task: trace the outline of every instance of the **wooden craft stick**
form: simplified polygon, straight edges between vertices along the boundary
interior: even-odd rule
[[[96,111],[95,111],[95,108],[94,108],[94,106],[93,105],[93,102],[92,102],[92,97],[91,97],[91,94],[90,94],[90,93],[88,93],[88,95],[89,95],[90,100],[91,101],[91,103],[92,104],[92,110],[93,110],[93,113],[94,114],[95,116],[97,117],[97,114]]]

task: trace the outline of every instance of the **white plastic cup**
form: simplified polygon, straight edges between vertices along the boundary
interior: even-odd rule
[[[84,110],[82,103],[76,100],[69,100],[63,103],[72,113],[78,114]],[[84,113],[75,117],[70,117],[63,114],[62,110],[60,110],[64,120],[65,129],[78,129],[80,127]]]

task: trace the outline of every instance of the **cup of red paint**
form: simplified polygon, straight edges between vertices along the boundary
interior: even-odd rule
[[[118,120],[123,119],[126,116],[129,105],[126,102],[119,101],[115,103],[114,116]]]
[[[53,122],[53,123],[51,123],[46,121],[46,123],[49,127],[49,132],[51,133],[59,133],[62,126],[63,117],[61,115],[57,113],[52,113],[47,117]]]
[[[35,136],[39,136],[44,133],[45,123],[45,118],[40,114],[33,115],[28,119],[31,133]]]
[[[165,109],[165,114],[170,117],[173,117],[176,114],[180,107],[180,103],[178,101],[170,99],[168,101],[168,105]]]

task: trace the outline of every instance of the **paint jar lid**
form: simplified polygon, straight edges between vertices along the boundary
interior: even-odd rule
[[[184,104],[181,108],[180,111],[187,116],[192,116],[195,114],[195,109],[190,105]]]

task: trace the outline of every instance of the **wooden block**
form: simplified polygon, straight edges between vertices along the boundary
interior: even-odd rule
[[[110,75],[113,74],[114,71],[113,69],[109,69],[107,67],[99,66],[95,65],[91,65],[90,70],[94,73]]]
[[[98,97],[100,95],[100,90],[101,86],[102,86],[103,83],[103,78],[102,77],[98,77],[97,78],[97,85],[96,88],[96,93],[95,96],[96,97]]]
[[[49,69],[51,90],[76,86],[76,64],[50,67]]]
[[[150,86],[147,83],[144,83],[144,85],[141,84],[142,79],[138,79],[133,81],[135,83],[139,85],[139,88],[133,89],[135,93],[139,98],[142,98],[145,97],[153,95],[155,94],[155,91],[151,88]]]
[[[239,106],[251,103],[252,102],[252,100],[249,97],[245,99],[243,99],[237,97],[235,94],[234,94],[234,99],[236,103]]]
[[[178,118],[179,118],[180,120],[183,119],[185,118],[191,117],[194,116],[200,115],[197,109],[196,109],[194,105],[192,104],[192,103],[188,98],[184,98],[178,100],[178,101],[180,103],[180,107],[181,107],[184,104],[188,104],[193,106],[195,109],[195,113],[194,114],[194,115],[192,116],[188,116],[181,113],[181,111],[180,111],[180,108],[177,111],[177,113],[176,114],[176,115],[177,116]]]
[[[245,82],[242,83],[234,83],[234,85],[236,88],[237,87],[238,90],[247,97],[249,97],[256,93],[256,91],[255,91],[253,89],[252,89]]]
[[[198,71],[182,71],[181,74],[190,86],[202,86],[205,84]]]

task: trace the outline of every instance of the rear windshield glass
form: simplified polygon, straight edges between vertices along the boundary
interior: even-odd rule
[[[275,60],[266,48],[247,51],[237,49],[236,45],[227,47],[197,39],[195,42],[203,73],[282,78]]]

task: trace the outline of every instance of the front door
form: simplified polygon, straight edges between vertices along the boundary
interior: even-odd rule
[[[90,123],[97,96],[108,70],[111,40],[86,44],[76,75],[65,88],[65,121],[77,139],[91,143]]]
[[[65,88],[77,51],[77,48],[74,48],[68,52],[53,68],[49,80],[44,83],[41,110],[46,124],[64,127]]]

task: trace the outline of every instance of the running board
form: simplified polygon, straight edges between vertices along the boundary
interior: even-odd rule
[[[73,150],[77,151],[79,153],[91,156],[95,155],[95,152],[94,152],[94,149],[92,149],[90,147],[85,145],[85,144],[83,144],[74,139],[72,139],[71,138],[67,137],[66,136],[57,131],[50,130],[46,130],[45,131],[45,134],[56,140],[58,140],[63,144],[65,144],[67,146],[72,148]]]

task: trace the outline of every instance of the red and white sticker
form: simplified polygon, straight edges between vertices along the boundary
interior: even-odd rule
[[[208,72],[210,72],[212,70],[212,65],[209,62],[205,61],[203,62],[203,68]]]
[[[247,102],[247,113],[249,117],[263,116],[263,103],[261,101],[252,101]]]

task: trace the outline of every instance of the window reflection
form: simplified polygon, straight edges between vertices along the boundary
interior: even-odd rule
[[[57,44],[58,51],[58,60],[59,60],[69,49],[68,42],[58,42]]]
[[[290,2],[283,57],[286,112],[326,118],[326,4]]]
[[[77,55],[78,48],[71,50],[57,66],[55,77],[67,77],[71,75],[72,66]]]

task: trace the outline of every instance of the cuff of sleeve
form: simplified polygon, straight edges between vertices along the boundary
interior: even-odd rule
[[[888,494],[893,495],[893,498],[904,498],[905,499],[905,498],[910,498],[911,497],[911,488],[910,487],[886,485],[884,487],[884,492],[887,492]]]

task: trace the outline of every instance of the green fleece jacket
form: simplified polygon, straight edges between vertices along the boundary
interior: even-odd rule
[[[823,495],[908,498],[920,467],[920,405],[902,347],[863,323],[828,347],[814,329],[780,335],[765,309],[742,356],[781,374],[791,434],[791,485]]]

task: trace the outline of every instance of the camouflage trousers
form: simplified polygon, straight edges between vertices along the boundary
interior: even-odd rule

========================================================================

- _Given request_: Copy out every one of the lines above word for word, with nothing changed.

- _Output_:
task: trace the outline of every instance of the **wooden craft stick**
form: simplified polygon, straight edges between vertices along the boundary
interior: even-odd rule
[[[96,111],[95,111],[95,108],[94,108],[94,106],[93,105],[93,102],[92,102],[92,97],[91,97],[91,94],[90,94],[90,93],[88,93],[88,95],[89,95],[90,100],[91,101],[91,103],[92,104],[92,110],[93,110],[93,113],[94,114],[95,116],[97,117],[97,114]]]

task: trace the outline of every instance of the **white plastic cup**
form: simplified polygon, straight edges between vertices along the boundary
interior: even-odd rule
[[[84,110],[82,103],[76,100],[69,100],[63,103],[72,113],[78,114]],[[84,113],[75,117],[70,117],[63,114],[62,110],[60,110],[64,120],[65,129],[78,129],[80,127]]]

task: trace the outline of every instance of the **cup of red paint**
form: simplified polygon, straight edges between vertices along the boundary
interior: even-odd rule
[[[118,120],[123,119],[126,116],[129,105],[126,102],[119,101],[115,103],[114,116]]]
[[[53,122],[53,123],[51,123],[46,121],[46,123],[49,127],[49,132],[51,133],[59,133],[62,126],[63,117],[61,115],[57,113],[52,113],[47,117]]]
[[[35,136],[39,136],[44,133],[45,123],[45,118],[40,114],[33,115],[28,119],[31,133]]]
[[[165,109],[165,114],[170,117],[173,117],[176,114],[180,107],[180,103],[178,101],[170,99],[168,101],[168,105]]]

task: trace the outline of every instance of the **paint jar lid**
form: simplified polygon, straight edges between vertices along the boundary
interior: even-odd rule
[[[184,104],[181,108],[180,111],[187,116],[192,116],[195,114],[195,109],[190,105]]]

task: trace the outline of every instance of the **wooden block**
form: simplified polygon, straight edges between vertices along the boundary
interior: even-odd rule
[[[110,75],[113,74],[114,71],[113,69],[109,69],[107,67],[99,66],[95,65],[91,65],[90,70],[94,73]]]
[[[98,97],[100,95],[100,90],[101,86],[102,86],[103,83],[103,78],[102,77],[98,77],[97,78],[97,85],[96,88],[96,93],[95,96],[96,97]]]
[[[49,69],[51,90],[76,86],[76,64],[50,67]]]
[[[150,86],[147,83],[144,83],[144,85],[141,84],[142,79],[138,79],[133,81],[135,83],[139,85],[139,88],[133,89],[135,93],[139,98],[142,98],[145,97],[153,95],[155,94],[155,91],[151,88]]]
[[[239,106],[251,103],[252,102],[252,100],[249,97],[245,99],[243,99],[237,97],[235,94],[234,94],[234,99],[236,103]]]
[[[178,118],[179,118],[180,120],[183,119],[185,118],[191,117],[194,116],[200,115],[197,109],[196,109],[194,105],[192,104],[192,103],[188,98],[184,98],[178,100],[178,101],[180,103],[180,107],[181,107],[184,104],[188,104],[193,106],[195,109],[195,113],[194,114],[194,115],[192,116],[188,116],[181,113],[181,111],[180,111],[180,108],[177,111],[177,113],[176,114],[176,115],[177,116]]]
[[[245,82],[242,83],[234,83],[234,85],[236,88],[237,87],[238,90],[247,97],[249,97],[256,93],[256,91],[255,91],[253,89],[252,89]]]
[[[198,71],[182,71],[181,74],[190,86],[202,86],[205,84]]]

task: trace the outline of every instance of the rear windshield glass
form: simplified polygon, straight edges between vertices along the boundary
interior: even-odd rule
[[[275,60],[266,48],[247,51],[237,49],[236,45],[227,47],[197,39],[195,42],[203,73],[282,78]]]

task: trace the outline of every instance of the front door
form: simplified polygon, straight edges between vertices along the boundary
interior: even-odd rule
[[[90,123],[97,96],[108,70],[111,40],[86,44],[76,75],[65,88],[65,121],[77,139],[91,143]]]
[[[65,88],[77,51],[77,48],[74,48],[68,52],[53,68],[49,80],[44,83],[41,110],[46,124],[64,127]]]

task: trace the outline of every instance of the running board
form: simplified polygon, straight edges between vertices along the boundary
interior: even-odd rule
[[[73,150],[77,151],[79,153],[91,156],[95,155],[95,152],[94,152],[94,149],[92,149],[90,147],[85,145],[85,144],[83,144],[74,139],[72,139],[71,138],[67,137],[66,136],[57,131],[50,130],[46,130],[45,131],[45,134],[56,140],[58,140],[63,144],[65,144],[67,146],[72,148]]]

task: trace the outline of every instance of the red and white sticker
form: simplified polygon, straight edges between vertices along the boundary
interior: even-odd rule
[[[208,72],[210,72],[212,70],[212,65],[209,62],[205,61],[203,62],[203,68]]]
[[[247,102],[247,113],[249,117],[263,116],[263,103],[261,101],[252,101]]]

task: trace the outline of every instance of the window reflection
form: simplified polygon, straight edges between vertices along the boundary
interior: even-odd rule
[[[57,44],[58,51],[58,60],[59,60],[69,49],[68,42],[58,42]]]
[[[290,2],[283,57],[286,112],[326,118],[326,4]]]
[[[77,55],[78,48],[71,50],[57,66],[55,77],[67,77],[71,75],[72,66]]]

task: trace the outline of every instance of the cuff of sleeve
form: simplified polygon, straight edges between vertices along the boundary
interior: even-odd rule
[[[888,494],[893,495],[893,498],[904,498],[905,499],[905,498],[910,498],[911,497],[911,488],[910,487],[886,485],[884,487],[884,492],[887,492]]]

task: trace the outline of every instance of the green fleece jacket
form: simplified polygon, straight edges between vertices along the boundary
interior: even-odd rule
[[[823,495],[908,498],[920,467],[920,405],[902,347],[863,323],[828,347],[814,329],[780,335],[765,309],[742,356],[781,374],[791,434],[791,485]]]

task: trace the outline of every instance of the camouflage trousers
form: simplified polygon, straight edges between vertices along the boundary
interior: even-odd rule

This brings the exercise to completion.